═══ SUPPLIED RECORDS

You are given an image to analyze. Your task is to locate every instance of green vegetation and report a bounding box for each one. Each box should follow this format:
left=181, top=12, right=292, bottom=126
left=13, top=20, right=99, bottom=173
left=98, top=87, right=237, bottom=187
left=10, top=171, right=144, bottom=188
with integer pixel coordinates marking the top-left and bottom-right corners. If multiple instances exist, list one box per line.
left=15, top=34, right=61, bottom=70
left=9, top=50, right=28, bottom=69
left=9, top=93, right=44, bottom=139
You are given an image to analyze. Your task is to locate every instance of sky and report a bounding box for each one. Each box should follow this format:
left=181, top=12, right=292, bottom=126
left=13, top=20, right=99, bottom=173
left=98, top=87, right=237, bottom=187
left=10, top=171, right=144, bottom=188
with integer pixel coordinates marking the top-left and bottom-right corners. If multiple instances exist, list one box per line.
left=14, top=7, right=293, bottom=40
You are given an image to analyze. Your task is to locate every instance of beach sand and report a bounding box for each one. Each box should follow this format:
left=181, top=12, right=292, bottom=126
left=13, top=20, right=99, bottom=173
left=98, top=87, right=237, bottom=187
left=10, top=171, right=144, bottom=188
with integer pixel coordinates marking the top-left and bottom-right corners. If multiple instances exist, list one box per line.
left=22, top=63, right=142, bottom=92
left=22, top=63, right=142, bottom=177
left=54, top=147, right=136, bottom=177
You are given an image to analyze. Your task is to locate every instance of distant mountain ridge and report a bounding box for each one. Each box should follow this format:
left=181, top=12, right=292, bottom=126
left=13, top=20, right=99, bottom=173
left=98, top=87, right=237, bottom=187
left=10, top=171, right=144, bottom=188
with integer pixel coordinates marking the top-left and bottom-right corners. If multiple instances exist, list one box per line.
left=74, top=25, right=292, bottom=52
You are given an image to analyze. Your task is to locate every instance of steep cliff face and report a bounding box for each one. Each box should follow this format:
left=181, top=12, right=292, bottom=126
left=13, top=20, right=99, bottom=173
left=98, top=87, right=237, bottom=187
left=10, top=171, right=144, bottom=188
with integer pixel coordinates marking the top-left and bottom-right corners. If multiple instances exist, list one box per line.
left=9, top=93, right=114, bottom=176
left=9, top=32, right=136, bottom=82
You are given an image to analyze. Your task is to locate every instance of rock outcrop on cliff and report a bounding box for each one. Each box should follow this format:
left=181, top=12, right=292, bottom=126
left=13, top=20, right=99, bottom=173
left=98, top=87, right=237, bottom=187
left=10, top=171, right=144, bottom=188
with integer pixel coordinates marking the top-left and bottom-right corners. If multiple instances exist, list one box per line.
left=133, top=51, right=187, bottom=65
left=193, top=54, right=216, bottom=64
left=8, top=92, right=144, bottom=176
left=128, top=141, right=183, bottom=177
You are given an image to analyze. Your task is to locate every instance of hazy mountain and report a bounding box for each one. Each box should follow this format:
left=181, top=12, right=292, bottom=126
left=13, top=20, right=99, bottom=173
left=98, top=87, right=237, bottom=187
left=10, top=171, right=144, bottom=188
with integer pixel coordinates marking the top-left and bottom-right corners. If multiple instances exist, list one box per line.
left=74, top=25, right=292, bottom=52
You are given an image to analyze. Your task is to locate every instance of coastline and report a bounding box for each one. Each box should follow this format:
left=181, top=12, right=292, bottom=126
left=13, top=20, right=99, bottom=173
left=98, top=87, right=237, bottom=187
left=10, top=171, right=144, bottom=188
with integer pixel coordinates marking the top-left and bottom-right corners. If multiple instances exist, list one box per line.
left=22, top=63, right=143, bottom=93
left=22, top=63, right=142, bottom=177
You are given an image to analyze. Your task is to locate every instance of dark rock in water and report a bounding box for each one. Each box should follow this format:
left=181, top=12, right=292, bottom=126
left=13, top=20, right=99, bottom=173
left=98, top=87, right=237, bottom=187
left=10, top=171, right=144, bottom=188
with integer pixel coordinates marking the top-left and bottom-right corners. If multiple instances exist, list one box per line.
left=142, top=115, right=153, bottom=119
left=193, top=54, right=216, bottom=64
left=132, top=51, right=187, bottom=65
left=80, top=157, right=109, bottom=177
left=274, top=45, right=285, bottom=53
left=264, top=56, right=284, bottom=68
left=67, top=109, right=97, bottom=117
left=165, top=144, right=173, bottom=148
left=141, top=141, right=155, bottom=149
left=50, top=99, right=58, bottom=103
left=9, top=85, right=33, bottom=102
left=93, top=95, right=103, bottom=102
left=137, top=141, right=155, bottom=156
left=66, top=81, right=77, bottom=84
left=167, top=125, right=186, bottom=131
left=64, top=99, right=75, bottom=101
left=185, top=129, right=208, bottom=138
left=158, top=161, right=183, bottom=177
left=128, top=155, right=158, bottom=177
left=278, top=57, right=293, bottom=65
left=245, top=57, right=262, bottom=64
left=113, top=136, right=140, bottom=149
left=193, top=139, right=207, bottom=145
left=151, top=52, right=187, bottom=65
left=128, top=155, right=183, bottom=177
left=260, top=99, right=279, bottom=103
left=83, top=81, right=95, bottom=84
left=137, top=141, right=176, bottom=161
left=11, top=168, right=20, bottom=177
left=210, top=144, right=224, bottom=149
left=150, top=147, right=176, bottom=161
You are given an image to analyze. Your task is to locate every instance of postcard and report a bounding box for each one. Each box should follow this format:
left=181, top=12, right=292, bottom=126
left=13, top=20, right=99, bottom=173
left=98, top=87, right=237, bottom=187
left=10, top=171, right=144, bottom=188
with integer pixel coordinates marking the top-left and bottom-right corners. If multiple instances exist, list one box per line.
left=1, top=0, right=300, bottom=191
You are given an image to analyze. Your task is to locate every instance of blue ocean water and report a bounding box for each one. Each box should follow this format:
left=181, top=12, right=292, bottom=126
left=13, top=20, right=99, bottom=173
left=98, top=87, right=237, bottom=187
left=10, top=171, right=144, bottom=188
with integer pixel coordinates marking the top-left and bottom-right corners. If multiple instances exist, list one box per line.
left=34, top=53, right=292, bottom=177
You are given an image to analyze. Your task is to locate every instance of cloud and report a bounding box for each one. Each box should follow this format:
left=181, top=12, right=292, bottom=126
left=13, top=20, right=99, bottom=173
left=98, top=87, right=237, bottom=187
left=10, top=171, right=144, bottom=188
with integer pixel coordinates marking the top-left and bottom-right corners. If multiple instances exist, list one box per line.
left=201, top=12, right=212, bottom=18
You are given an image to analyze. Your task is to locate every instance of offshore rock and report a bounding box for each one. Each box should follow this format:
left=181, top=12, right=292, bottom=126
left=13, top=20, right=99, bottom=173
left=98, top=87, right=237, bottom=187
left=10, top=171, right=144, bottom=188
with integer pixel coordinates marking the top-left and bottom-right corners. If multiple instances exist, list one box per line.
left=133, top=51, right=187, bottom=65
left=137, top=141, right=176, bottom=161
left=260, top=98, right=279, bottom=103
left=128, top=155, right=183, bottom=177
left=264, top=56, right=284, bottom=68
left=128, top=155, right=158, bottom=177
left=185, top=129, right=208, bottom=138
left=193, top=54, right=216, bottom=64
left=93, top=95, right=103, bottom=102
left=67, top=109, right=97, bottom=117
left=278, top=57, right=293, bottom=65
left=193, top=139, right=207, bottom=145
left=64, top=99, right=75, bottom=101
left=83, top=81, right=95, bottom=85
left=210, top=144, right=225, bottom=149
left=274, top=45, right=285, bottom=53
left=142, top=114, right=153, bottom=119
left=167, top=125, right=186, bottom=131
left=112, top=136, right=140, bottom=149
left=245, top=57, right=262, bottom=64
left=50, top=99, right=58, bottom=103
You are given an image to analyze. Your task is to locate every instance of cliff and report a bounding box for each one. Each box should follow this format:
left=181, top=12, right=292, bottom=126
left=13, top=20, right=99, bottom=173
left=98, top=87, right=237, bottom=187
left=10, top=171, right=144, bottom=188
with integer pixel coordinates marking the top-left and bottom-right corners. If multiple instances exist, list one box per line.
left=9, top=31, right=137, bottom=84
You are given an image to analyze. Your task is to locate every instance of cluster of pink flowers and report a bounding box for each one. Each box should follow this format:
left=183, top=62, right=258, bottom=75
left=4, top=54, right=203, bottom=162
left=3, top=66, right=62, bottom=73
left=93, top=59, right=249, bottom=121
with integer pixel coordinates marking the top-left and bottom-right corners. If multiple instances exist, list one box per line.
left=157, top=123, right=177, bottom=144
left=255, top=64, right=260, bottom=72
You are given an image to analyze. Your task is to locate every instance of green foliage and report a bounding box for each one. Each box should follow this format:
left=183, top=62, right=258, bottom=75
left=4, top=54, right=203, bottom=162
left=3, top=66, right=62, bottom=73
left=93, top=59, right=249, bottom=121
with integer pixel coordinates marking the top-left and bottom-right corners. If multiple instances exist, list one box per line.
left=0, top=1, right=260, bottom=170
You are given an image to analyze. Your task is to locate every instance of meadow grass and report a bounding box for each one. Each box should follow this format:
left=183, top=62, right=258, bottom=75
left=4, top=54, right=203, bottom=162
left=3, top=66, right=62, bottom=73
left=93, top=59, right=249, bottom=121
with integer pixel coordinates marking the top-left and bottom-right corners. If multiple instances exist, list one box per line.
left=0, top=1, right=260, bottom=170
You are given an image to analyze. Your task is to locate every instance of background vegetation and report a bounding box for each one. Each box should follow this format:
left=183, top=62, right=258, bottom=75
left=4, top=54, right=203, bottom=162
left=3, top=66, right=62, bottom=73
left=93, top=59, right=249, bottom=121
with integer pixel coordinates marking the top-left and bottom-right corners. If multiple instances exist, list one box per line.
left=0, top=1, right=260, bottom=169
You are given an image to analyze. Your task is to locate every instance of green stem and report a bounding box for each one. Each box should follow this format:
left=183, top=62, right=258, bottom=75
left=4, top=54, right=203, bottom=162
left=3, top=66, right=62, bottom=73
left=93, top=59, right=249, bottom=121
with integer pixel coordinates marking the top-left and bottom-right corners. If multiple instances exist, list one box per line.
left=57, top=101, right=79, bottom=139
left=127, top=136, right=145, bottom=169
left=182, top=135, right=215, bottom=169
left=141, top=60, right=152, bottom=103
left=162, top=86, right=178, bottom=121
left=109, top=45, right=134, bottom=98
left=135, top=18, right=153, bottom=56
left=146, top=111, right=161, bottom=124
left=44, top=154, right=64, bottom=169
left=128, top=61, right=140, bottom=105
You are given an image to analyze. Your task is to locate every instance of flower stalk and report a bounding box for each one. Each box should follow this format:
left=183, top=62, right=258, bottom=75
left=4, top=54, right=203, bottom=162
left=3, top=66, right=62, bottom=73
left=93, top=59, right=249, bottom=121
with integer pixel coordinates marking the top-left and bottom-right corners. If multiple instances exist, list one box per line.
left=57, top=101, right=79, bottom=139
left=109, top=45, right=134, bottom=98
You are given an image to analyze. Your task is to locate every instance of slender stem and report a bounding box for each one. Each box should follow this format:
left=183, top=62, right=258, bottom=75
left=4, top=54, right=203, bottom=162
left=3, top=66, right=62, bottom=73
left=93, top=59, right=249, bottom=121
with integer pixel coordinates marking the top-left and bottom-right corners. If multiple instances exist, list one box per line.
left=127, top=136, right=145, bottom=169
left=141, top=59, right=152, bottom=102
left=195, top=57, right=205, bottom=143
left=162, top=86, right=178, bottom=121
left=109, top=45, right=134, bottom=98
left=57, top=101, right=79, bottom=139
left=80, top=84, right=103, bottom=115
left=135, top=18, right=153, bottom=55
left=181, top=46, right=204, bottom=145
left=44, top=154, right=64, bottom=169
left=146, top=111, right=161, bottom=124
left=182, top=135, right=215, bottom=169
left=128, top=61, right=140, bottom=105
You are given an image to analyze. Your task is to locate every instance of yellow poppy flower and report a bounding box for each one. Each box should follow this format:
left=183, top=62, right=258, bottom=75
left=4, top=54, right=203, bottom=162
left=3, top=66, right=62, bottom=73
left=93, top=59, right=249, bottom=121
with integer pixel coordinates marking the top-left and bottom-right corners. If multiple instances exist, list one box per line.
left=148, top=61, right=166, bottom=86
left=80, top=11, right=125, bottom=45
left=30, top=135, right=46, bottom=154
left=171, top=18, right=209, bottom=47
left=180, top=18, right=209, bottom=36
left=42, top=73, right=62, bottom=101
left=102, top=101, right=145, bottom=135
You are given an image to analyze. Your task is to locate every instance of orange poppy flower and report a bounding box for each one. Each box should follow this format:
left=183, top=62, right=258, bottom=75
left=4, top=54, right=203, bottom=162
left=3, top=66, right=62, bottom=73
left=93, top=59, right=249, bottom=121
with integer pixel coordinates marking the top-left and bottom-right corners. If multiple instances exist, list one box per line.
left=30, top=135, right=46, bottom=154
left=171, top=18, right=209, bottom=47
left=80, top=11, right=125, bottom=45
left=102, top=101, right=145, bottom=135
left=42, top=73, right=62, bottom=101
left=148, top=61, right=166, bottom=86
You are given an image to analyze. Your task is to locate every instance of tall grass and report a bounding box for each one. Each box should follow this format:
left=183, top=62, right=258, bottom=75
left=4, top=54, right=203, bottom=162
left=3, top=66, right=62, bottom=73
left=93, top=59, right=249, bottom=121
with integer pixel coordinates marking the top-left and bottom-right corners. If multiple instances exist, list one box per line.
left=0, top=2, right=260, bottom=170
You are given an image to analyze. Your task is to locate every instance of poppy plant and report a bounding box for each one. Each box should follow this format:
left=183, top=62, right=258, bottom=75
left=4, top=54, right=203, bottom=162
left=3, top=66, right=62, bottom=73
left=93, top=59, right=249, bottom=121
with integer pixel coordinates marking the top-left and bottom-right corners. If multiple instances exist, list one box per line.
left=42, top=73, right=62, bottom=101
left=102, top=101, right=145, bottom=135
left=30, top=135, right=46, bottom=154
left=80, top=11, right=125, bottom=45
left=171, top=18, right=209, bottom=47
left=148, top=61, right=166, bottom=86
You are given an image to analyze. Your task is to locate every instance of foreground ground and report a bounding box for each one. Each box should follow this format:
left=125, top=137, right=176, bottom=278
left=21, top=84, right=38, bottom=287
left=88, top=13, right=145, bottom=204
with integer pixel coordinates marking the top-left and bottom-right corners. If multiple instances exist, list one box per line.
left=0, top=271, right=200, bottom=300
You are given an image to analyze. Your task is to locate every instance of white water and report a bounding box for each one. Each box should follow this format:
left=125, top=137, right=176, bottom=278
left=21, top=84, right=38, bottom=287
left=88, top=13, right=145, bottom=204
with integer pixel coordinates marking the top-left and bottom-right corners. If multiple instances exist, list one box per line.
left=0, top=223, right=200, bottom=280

══════

REQUIRED TASK ▸ Repeat only the stretch of lines starting at the one containing "instance of foreground" and running to the final line of the entries above.

EXERCISE OUTPUT ▸
You are given an image to analyze. Your task is to locate every instance of foreground ground and report a bounding box for each one. Each box should follow this format:
left=125, top=137, right=176, bottom=278
left=21, top=84, right=38, bottom=287
left=88, top=13, right=145, bottom=204
with integer pixel coordinates marking the top-left and bottom-right corners. If multiple instances exist, list one box per line.
left=0, top=271, right=200, bottom=300
You are given an image to analyze. Your task is to locate every instance of white water and report a bounding box for each one. Each box should follow this format:
left=125, top=137, right=176, bottom=278
left=21, top=84, right=38, bottom=287
left=88, top=13, right=145, bottom=204
with integer pixel coordinates marking the top-left and bottom-right corners. If multiple instances exist, list one box per line.
left=0, top=223, right=200, bottom=280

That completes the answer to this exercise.